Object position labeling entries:
## Start

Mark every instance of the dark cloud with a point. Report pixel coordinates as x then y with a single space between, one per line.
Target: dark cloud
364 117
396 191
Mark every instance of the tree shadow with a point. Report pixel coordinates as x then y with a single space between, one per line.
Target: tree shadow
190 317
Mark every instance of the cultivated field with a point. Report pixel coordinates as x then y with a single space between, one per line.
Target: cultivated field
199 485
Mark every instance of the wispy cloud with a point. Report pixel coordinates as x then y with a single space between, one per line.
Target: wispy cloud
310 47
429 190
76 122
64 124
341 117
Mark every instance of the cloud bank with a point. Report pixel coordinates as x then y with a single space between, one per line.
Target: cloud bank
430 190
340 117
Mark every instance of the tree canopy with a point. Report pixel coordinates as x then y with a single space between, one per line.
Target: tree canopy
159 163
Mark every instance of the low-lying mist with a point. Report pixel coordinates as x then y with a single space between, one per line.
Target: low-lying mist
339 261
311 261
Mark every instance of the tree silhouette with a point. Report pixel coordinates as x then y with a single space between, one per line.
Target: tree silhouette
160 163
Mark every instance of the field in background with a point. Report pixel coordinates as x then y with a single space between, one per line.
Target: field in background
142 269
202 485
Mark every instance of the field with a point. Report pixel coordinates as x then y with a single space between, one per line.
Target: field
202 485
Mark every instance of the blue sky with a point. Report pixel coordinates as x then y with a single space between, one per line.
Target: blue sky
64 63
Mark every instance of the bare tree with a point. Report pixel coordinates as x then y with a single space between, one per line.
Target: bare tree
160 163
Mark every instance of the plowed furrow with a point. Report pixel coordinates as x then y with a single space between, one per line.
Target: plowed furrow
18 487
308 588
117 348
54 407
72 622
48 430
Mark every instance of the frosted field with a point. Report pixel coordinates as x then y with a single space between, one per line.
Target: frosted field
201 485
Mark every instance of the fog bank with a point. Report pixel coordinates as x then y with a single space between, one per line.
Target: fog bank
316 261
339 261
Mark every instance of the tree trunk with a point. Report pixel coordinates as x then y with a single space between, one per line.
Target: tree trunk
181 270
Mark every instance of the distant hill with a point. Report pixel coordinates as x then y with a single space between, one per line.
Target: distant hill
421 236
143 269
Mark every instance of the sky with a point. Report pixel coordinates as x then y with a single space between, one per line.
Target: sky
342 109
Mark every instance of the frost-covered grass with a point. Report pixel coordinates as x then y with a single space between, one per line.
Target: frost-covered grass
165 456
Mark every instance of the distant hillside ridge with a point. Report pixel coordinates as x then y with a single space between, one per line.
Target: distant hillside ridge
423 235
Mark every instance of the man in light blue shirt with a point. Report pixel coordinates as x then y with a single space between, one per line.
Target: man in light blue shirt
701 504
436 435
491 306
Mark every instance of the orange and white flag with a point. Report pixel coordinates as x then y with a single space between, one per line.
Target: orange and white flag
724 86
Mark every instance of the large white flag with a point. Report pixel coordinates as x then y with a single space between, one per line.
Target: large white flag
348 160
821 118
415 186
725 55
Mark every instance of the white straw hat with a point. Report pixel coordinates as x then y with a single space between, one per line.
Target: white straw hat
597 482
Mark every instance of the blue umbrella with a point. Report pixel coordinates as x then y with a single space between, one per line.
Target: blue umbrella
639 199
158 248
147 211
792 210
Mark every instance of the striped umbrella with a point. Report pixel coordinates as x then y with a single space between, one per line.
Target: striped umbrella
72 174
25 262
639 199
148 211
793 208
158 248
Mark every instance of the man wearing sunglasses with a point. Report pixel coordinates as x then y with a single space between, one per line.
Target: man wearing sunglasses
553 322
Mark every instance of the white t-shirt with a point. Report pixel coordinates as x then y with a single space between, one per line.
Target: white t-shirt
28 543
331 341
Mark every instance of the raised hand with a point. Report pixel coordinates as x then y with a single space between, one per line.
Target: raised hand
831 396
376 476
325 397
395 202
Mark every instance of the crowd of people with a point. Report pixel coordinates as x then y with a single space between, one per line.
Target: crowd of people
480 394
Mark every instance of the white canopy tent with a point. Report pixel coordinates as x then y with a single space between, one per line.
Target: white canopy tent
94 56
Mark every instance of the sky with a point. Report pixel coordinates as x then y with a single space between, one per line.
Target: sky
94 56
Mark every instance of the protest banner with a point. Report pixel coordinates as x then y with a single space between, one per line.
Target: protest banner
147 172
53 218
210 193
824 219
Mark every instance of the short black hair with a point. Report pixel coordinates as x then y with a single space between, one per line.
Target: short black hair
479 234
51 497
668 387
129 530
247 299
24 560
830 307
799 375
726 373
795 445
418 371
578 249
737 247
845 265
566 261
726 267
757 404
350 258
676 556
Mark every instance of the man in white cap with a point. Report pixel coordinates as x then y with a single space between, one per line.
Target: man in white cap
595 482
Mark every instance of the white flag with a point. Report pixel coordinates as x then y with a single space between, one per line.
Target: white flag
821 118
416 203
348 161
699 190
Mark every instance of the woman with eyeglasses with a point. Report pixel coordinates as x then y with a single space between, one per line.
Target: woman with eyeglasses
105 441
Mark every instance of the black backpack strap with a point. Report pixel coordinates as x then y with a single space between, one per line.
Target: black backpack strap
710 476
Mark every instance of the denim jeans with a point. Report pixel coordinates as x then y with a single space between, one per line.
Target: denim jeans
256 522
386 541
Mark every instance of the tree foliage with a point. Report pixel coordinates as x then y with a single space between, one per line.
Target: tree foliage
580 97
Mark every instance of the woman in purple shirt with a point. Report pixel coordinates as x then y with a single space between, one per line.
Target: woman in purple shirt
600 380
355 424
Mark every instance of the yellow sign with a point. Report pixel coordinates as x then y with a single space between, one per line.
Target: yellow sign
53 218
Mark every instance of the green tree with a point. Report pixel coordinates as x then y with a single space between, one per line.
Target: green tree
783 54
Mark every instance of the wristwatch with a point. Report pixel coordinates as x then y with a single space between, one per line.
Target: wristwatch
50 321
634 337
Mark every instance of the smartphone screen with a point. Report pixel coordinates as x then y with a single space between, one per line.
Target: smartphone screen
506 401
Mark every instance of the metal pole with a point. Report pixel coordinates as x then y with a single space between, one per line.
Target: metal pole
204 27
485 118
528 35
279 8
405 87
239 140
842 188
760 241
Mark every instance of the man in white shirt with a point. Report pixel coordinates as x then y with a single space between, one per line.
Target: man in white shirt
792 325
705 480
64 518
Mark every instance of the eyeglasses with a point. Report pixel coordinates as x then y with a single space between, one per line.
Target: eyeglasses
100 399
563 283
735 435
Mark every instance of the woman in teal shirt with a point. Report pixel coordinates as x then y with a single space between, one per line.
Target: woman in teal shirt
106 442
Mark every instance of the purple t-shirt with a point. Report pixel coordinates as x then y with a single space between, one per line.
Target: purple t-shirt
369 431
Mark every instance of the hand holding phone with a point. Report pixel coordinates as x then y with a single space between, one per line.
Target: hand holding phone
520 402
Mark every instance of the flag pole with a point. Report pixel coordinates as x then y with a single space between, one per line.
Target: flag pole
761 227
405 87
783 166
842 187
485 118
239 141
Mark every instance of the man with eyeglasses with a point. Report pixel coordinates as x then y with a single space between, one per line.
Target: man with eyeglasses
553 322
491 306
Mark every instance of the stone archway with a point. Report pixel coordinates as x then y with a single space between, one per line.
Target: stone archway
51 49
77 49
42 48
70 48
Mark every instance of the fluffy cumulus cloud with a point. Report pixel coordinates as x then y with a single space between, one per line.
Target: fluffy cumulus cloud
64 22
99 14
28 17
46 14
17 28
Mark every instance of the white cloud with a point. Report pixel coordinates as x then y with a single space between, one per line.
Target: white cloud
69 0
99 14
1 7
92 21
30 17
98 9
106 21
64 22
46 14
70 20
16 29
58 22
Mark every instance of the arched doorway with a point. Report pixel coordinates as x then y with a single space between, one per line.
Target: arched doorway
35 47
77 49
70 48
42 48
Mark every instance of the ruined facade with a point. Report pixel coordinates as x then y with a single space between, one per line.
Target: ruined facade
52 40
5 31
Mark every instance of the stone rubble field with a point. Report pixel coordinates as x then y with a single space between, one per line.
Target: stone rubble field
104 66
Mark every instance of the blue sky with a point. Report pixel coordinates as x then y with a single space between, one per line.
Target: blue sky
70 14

## End

__Task description__
Which lines run from the one containing "Mark every instance of the stone rubble" through the end of the material, inclusive? Repeat them word for word.

__Full response__
Mark every instance of the stone rubble field with a point. Report pixel coordinates as x then y with a single space between, one per line.
Target: stone rubble field
104 66
Mark every instance of the blue sky with a point. Report pixel coordinates as x then y with a single space between, one per line.
Target: blue sky
70 14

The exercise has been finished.